◆ **Work request**
Exact copies of the lines from the start of the records through the line with "Target: bamboo mat stripe" are what the answer must hold; pictures are not part of it.

◆ **Extracted information**
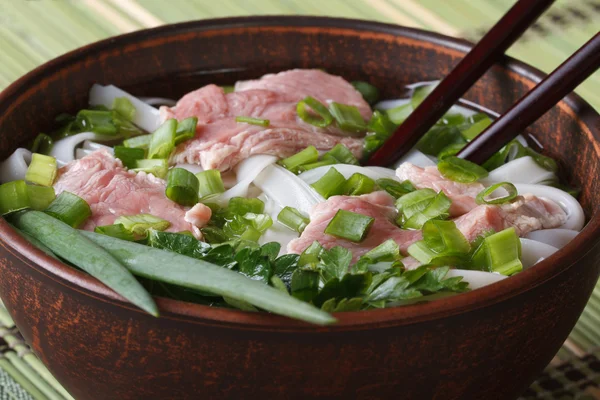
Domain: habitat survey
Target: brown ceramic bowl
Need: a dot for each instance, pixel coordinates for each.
(489, 343)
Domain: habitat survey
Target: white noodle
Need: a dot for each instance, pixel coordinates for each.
(14, 167)
(146, 116)
(295, 193)
(558, 238)
(64, 149)
(277, 232)
(521, 170)
(575, 215)
(313, 175)
(158, 101)
(247, 171)
(533, 252)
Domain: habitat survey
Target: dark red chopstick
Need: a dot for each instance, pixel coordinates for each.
(562, 81)
(485, 53)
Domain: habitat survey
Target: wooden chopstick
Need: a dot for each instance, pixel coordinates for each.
(485, 53)
(562, 81)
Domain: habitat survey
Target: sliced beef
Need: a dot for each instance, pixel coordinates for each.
(112, 191)
(296, 84)
(526, 214)
(461, 194)
(378, 205)
(221, 142)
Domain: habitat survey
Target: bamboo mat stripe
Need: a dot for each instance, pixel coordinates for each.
(34, 31)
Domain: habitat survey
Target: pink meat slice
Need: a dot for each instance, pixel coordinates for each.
(462, 194)
(112, 191)
(296, 84)
(221, 142)
(378, 205)
(526, 214)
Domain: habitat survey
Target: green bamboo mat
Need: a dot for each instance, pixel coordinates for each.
(34, 31)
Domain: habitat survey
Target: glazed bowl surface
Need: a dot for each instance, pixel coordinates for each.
(489, 343)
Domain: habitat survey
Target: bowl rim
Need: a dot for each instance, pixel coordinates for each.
(560, 262)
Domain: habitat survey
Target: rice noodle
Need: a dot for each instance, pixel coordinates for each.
(521, 170)
(417, 158)
(64, 149)
(158, 101)
(14, 167)
(533, 252)
(575, 215)
(193, 168)
(295, 193)
(476, 279)
(277, 232)
(313, 175)
(558, 238)
(146, 116)
(247, 171)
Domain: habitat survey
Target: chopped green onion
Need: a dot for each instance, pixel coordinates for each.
(500, 252)
(70, 209)
(293, 219)
(42, 170)
(310, 256)
(100, 122)
(253, 121)
(252, 234)
(482, 197)
(444, 236)
(397, 115)
(442, 244)
(158, 168)
(348, 118)
(162, 141)
(323, 163)
(358, 184)
(450, 150)
(415, 201)
(129, 156)
(210, 182)
(140, 224)
(386, 251)
(138, 142)
(341, 154)
(436, 209)
(242, 206)
(438, 138)
(40, 197)
(182, 187)
(306, 156)
(381, 124)
(13, 197)
(476, 128)
(420, 93)
(395, 188)
(260, 222)
(460, 170)
(123, 106)
(369, 92)
(186, 130)
(349, 225)
(117, 230)
(452, 119)
(330, 184)
(42, 144)
(323, 117)
(214, 235)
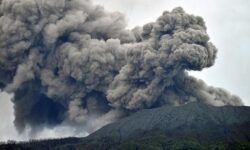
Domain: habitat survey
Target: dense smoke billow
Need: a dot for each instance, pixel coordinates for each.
(71, 62)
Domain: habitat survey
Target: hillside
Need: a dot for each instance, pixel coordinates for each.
(191, 126)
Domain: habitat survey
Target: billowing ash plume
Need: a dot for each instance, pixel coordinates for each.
(69, 61)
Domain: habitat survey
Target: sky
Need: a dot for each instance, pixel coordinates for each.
(228, 24)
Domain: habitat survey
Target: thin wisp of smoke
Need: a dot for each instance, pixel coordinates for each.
(70, 61)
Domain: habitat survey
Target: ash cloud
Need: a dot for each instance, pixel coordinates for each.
(71, 62)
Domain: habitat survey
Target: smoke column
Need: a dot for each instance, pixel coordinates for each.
(71, 62)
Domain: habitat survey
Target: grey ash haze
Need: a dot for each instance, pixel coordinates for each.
(71, 62)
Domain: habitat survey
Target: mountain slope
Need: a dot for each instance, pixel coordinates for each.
(191, 126)
(192, 118)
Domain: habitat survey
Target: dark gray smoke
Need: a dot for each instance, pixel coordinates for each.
(69, 61)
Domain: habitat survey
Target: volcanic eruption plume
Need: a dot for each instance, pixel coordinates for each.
(71, 61)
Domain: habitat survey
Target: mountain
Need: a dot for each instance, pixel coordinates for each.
(191, 126)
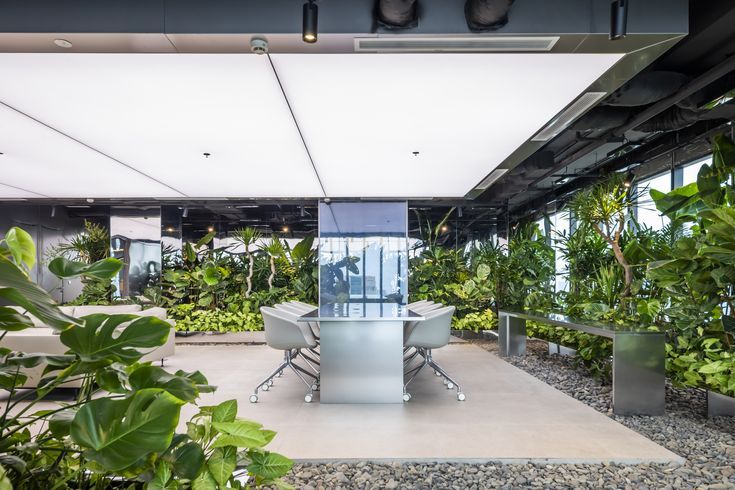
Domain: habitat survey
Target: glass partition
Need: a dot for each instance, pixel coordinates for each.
(363, 253)
(135, 236)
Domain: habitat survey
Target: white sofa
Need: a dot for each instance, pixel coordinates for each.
(44, 339)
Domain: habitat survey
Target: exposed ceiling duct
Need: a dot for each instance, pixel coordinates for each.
(397, 14)
(646, 88)
(487, 15)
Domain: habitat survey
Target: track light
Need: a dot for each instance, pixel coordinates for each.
(628, 182)
(618, 19)
(309, 27)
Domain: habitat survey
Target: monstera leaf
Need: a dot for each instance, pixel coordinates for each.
(21, 247)
(117, 434)
(17, 289)
(102, 269)
(105, 338)
(182, 387)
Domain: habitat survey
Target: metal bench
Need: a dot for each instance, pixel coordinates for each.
(639, 375)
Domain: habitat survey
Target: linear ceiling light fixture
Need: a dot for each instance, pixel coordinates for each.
(310, 22)
(618, 19)
(572, 112)
(489, 44)
(492, 178)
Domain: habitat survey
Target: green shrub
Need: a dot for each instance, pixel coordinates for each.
(190, 319)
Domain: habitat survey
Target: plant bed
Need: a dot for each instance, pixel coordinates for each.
(720, 405)
(467, 334)
(561, 350)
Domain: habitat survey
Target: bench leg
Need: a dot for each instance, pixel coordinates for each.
(639, 374)
(511, 335)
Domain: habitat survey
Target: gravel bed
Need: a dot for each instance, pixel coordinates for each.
(707, 445)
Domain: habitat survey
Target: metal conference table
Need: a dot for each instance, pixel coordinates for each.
(361, 351)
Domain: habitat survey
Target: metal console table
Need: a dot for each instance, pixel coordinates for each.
(639, 376)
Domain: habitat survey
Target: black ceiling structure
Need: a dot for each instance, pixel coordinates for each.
(659, 115)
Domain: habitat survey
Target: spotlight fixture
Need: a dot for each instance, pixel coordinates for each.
(618, 19)
(628, 182)
(63, 43)
(311, 17)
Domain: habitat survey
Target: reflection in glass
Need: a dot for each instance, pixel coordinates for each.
(135, 236)
(363, 250)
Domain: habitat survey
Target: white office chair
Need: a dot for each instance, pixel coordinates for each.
(282, 332)
(431, 333)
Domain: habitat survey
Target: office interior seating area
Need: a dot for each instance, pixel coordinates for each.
(374, 244)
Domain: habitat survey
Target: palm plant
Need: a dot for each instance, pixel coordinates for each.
(275, 250)
(606, 208)
(248, 237)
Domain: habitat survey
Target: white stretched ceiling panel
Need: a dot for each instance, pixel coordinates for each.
(159, 113)
(39, 159)
(363, 116)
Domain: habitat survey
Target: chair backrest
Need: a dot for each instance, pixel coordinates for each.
(433, 332)
(305, 305)
(424, 308)
(299, 311)
(419, 302)
(282, 332)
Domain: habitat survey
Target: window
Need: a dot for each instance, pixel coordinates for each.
(647, 214)
(690, 171)
(560, 224)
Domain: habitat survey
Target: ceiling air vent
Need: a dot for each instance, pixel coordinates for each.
(402, 44)
(560, 122)
(490, 179)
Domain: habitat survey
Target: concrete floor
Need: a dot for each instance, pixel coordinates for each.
(508, 416)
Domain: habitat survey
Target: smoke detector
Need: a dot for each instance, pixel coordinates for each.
(259, 46)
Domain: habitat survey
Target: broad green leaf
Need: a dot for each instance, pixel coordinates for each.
(21, 246)
(117, 434)
(188, 460)
(222, 463)
(13, 320)
(60, 422)
(236, 427)
(204, 481)
(269, 466)
(162, 478)
(17, 289)
(205, 239)
(102, 269)
(104, 337)
(155, 377)
(225, 411)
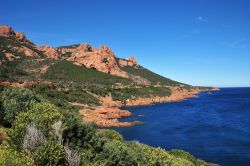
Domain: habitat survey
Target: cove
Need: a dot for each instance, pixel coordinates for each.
(214, 127)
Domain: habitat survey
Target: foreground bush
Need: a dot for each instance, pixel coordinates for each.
(50, 154)
(43, 115)
(15, 100)
(10, 157)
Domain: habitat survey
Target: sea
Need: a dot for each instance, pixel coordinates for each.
(214, 127)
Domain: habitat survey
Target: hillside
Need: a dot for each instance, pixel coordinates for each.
(47, 94)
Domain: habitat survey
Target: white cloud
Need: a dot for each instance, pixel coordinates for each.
(201, 19)
(241, 43)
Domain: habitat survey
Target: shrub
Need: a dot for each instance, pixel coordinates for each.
(116, 153)
(1, 138)
(43, 115)
(16, 100)
(109, 134)
(10, 157)
(32, 139)
(49, 154)
(76, 133)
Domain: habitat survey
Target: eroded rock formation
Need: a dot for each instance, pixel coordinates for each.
(49, 52)
(102, 59)
(8, 31)
(128, 62)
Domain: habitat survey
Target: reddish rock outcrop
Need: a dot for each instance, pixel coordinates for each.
(28, 52)
(6, 31)
(49, 51)
(107, 117)
(20, 36)
(10, 57)
(102, 59)
(128, 62)
(25, 84)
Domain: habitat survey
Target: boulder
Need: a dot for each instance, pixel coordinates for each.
(102, 59)
(28, 52)
(128, 62)
(20, 35)
(10, 57)
(6, 31)
(49, 52)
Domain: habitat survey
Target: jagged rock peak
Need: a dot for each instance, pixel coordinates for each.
(49, 52)
(8, 31)
(102, 59)
(128, 62)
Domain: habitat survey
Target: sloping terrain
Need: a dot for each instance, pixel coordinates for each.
(94, 72)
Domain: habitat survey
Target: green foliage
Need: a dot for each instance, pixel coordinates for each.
(10, 157)
(149, 75)
(50, 154)
(61, 95)
(43, 115)
(76, 133)
(116, 153)
(109, 134)
(185, 155)
(64, 71)
(15, 100)
(157, 156)
(10, 72)
(130, 92)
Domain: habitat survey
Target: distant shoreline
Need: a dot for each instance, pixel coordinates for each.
(108, 115)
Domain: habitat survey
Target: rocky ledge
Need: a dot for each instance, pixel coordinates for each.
(107, 117)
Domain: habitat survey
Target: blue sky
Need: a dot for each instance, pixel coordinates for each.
(199, 42)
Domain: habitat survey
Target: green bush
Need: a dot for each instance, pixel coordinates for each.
(77, 133)
(109, 134)
(49, 154)
(43, 115)
(116, 153)
(10, 157)
(15, 100)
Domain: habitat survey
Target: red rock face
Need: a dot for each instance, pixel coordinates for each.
(50, 52)
(128, 62)
(20, 36)
(102, 59)
(28, 52)
(6, 31)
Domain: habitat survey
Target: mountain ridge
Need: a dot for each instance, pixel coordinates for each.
(86, 76)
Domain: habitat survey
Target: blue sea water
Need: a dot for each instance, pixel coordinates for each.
(214, 127)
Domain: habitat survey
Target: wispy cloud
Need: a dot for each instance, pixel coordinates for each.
(240, 43)
(226, 26)
(201, 19)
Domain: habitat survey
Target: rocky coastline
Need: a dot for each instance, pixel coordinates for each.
(108, 115)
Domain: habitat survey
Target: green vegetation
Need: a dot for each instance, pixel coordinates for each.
(149, 75)
(16, 100)
(8, 43)
(38, 126)
(123, 94)
(45, 135)
(60, 95)
(66, 72)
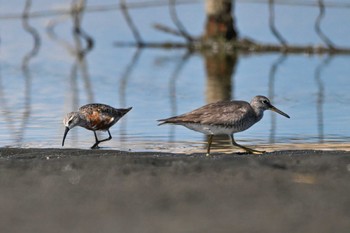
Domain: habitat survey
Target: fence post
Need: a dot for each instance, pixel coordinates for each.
(219, 23)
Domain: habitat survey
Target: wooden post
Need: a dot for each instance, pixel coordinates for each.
(220, 23)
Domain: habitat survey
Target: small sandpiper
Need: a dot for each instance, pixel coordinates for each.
(94, 117)
(225, 118)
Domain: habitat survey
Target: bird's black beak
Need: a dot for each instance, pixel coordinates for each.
(273, 108)
(65, 134)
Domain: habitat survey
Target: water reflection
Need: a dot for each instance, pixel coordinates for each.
(320, 97)
(272, 77)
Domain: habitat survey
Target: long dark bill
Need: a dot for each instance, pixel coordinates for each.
(65, 134)
(278, 111)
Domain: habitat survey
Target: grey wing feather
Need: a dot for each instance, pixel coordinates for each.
(219, 113)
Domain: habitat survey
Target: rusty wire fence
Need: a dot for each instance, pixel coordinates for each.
(77, 9)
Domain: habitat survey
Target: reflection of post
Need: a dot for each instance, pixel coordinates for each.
(219, 66)
(220, 23)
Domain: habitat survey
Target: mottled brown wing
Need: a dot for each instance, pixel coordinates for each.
(98, 116)
(214, 114)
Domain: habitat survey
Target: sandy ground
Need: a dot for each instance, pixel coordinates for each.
(70, 190)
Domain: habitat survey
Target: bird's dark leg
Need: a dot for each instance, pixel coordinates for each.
(95, 146)
(210, 140)
(250, 151)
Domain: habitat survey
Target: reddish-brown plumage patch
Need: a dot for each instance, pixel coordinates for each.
(98, 121)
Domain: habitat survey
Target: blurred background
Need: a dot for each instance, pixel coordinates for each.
(161, 58)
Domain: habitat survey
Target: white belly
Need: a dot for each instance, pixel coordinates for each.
(211, 129)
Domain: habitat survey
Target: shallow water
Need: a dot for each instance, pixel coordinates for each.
(313, 90)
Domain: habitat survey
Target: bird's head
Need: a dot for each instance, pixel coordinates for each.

◆ **Your solution**
Domain: habitat survey
Target: brown ceramic bowl
Need: a dot for each instance, pixel coordinates for each.
(489, 343)
Domain: habitat survey
Target: white noodle
Need: a dot for each instance, pixel coordinates for each.
(14, 167)
(146, 116)
(295, 193)
(558, 238)
(64, 149)
(277, 232)
(521, 170)
(575, 215)
(313, 175)
(158, 101)
(247, 171)
(533, 252)
Domain: habitat survey
Target: dark red chopstick
Need: a dot for each instance, pixel coordinates for each.
(562, 81)
(485, 53)
Domain: habitat survey
Target: wooden chopstick
Need: a dot for each instance, pixel coordinates for each.
(485, 53)
(562, 81)
Domain: habitat survey
Target: sliced beef
Need: a dot for each instance, pixel coordinates for each.
(112, 191)
(296, 84)
(526, 214)
(461, 194)
(378, 205)
(221, 142)
Domain: habitat survey
Target: bamboo mat stripe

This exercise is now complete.